§ **TEXT PROVIDED**:
Inaugural Mila Mulroney Chair in Women, Policy, and Governance Leadership announced

Dr. Bailey Gerrits

The Brian Mulroney Institute of Government and St. Francis Xavier University are pleased to announce the appointment of Dr. Bailey Gerrits as the inaugural Mila Mulroney Research Chair in Women, Policy, and Governance Leadership.

“We are excited to welcome Dr. Bailey Gerrits to the Brian Mulroney Institute of Government,” said Dr. Don Abelson, founding Director of the Institute. “The Mila Mulroney Research Chair is mandated to develop and engage with timely research on the roles of women and issues related to women within policy and governance. The Institute looks forward to welcoming Dr. Gerrits. Her feminist scholarship and expertise will be a great asset as the Institute continues to grow.”

The Mila Mulroney Chair’s research program focuses on advancing knowledge and understanding of issues affecting the roles of women in addressing a broad range of policy and governance priorities. 

“I am honoured to be selected as the inaugural Mila Mulroney Research Chair and to join the Brian Mulroney Institute of Government,”  said Dr. Gerrits. “The position centres women’s leadership in addressing pressing policy and governance issues, something Mrs. Mulroney demonstrated herself in her vast charity work. With this opportunity, I am excited to continue my research agenda aimed at tackling gender-based violence and to start two new projects. One will answer whether Canadian federal anti-violence policies are examples of carceral feminism, that is to say – policies that address gender-based violence but cause harm to racialized, Indigenous, immigrant, and poor communities by focusing on penal solutions. The second will use participatory methods to imagine a future free of gender-based violence. Both, I hope, will contribute to ending gender-based violence.”

§ **DATA**:
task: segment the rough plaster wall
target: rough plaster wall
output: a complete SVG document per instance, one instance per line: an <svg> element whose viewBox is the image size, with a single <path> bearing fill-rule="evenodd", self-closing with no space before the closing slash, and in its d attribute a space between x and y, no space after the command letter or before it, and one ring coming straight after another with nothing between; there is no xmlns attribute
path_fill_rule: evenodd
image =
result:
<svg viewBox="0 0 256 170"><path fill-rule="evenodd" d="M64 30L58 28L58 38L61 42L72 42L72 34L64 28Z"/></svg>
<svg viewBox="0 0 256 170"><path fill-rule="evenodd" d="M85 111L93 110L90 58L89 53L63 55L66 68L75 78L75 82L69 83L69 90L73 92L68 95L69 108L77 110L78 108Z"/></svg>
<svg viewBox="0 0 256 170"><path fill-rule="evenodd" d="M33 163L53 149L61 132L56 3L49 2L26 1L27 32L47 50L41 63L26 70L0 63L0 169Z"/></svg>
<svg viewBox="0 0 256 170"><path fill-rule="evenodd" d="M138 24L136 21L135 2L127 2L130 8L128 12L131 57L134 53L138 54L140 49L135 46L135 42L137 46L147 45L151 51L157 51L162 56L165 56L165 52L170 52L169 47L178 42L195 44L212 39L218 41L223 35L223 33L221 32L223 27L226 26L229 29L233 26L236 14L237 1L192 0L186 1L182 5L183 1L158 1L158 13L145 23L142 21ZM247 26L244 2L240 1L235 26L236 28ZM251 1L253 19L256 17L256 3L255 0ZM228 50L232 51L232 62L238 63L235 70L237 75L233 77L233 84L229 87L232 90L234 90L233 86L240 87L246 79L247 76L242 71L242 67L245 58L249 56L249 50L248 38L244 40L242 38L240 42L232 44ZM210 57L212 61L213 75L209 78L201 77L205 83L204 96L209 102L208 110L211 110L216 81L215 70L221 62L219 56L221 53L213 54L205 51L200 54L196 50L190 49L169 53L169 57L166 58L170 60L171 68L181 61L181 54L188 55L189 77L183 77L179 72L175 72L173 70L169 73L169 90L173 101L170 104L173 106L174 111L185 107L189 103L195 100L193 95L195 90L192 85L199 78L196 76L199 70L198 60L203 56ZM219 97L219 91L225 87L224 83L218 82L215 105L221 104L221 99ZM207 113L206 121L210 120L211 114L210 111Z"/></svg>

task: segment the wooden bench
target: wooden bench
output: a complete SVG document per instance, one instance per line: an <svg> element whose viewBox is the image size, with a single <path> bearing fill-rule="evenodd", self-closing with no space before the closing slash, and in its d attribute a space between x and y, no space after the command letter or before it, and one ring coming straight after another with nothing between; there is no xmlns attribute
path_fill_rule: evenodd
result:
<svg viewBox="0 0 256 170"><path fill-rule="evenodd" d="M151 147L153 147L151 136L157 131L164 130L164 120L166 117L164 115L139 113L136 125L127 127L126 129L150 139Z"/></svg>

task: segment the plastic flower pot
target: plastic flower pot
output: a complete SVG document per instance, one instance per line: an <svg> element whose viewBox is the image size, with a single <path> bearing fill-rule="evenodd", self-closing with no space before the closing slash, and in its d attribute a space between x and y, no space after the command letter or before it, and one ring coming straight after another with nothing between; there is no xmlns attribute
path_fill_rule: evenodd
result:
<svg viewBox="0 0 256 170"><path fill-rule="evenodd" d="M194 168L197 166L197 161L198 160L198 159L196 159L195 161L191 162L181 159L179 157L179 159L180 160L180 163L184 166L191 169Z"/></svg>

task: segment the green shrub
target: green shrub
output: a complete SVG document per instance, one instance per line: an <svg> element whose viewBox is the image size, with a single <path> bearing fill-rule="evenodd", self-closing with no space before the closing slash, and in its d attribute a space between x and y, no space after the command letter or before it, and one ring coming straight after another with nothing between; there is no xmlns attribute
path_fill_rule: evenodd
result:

§ **REQUIRED TASKS**:
(a) Answer these questions about the announcement, giving each answer on its own line:
(i) Who is the founding Director of the Institute?
(ii) What is the focus of the Mila Mulroney Chair's research program?
(iii) What will the second new project use, and for what aim?
(b) According to the announcement, how do policies described as carceral feminism cause harm, and to which communities? Answer in one to three sentences.
(c) Set down the part of the announcement that opens with the words containing "The Brian Mulroney Institute of Government and" and closes with "and Governance Leadership.", reproducing it exactly.

§ **ANSWERS TO THE EXERCISE**:
(a)
(i) Dr. Don Abelson.
(ii) Advancing knowledge and understanding of issues affecting the roles of women in addressing a broad range of policy and governance priorities.
(iii) Participatory methods, to imagine a future free of gender-based violence.

(b) Such policies address gender-based violence but cause harm because they focus on penal solutions. The harm falls on racialized, Indigenous, immigrant, and poor communities.

(c)
The Brian Mulroney Institute of Government and St. Francis Xavier University are pleased to announce the appointment of Dr. Bailey Gerrits as the inaugural Mila Mulroney Research Chair in Women, Policy, and Governance Leadership.